* Instruções das tarefas
1. Segundo o texto, a que distância de barco de Santarém fica a Comunidade Nazário?
2. Atualize o trecho do texto que vai de "Na certidão de" até "agricultores do campo.", trocando "veneno de cobra" por "veneno de serpente".

* Texto para leitura
16/06/2020 10:29
Sara Pereira¹
Nas cidades, o gargalo no sistema de saúde, aprofundado pela pandemia do novo coronavírus, tem provocado milhares de mortes, muitas por não terem conseguido atendimento adequado. Contudo, muito antes da Covid-19, as populações amazônidas padecem (e até falecem) pela falta de assistência médica, até mesmo a mais básica como ter acesso a soro antiofídico.
Nessa semana, Eliana Batista, uma conhecida e querida liderança do Alto Arapiuns, perdeu seu filho Roni, de 39 anos, vítima de uma picada de cobra surucucu. O acidente ocorreu por volta das 16h do sábado (13/06) na Comunidade Nazário, distante cerca de 9h de barco de Santarém. Em Nazário, não há posto de saúde. Então, a mãe, com ajuda de vizinhos, levou Roni de moto até a comunidade Curi, por uma estradinha esburacada, que só passa mesmo moto e bicicleta, sob forte chuva num percurso de mais ou menos 1h. Porém, no posto de saúde de Curi o único remédio que tinha era dipirona. NÃO TINHA SORO ANTIOFÍDICO. Sem condições de prestar socorro na comunidade, o enfermeiro chamou a ambulancha, a qual chegou em Curi à meia-noite, apanhou o paciente e sua mãe e retornou imediatamente à cidade. Por volta de 2h45 da madrugada (quase 12h após o acidente) deram entrada no hospital municipal. Mas, pela demora no atendimento, o estado de saúde do rapaz se agravou e ele não resistiu. Faleceu pouco antes do meio-dia do domingo (14/06).
Na certidão de óbito de Roni Batista a causa mortis estará descrita como complicações decorrentes de veneno de cobra, acidente ofídico ou coisa semelhante. Mas, a verdade é que Roni morreu pela falta de assistência básica em saúde que historicamente faz vítimas entre as populações amazônidas ribeirinhas, agroextrativistas, indígenas, quilombolas e agricultores do campo.
E a morte de Roni não é um caso isolado. A precariedade no acesso a políticas públicas de saúde é uma realidade vivenciada cotidianamente na zona rural amazônica, principalmente nas aldeias indígenas e comunidades ribeirinhas, onde nem o mais básico, como soro antiofídico, está disponível à população
Alheio a essa realidade, o Congresso Nacional, em 2016, aprovou a Emenda à Constituição (EC 95) que congelou os investimentos públicos por 20 anos. Assim, as políticas públicas em saúde, que já eram deficitárias, ficaram ainda mais restritas, deixando a população que depende unicamente do Sistema Único de Saúde (SUS) abandonada à precarização dos atendimentos.

* Dados coletados
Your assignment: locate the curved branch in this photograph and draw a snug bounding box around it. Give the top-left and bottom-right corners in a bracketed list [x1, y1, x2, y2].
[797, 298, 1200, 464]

* Respostas às tarefas
1. Cerca de 9 horas de barco.

2.
Na certidão de óbito de Roni Batista a causa mortis estará descrita como complicações decorrentes de veneno de serpente, acidente ofídico ou coisa semelhante. Mas, a verdade é que Roni morreu pela falta de assistência básica em saúde que historicamente faz vítimas entre as populações amazônidas ribeirinhas, agroextrativistas, indígenas, quilombolas e agricultores do campo.